- **Source extract**:
** BEGIN **
Friday, 12 August 2014
Recently, an old colleague started telling anyone who’d listen that Chinese restaurants are continuing to indulge the consumption of shark fin soup by listing it in their menus only in Chinese; and that the way to identify the practice is by recognising a very specific character: 翅. She wanted her like-minded militants to scan Chinese menus for that character and to cause a major scene wherever they might find them.
The only problem with that theory is that I wouldn’t be able to enjoy this: fake shark fin soup. It’s written with the same character.
I’m not going to write the specific words that mean “fake shark fin soup” because that would be exceptionalising the dish, and encouraging the continued belief that there’s something wrong with the Chinese culture. There’s nothing wrong with it – the problem is with her theory. There are many words and metaphors in the Chinese language that indicate “fake”, “mock” and “vegetarian”. If she wants to take this approach, she should acquire a better understanding of the language.
** END **
- **Exercise**:
Answer these questions about the shark fin soup post:
(a) Which character did the colleague say identifies shark fin soup on Chinese menus?
(b) Which dish does the writer say is written with that same character?
(c) Which three meanings do many words and metaphors in Chinese indicate, according to the post?
The lines after this point come from a separate source.

- **Recorded data**:
** BEGIN **
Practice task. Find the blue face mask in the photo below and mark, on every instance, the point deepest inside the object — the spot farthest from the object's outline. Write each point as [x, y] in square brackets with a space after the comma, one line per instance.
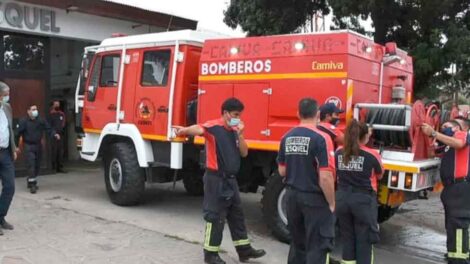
** END **
- **Solution for this problem**:
(a) 翅
(b) Fake shark fin soup.
(c) "Fake," "mock," and "vegetarian."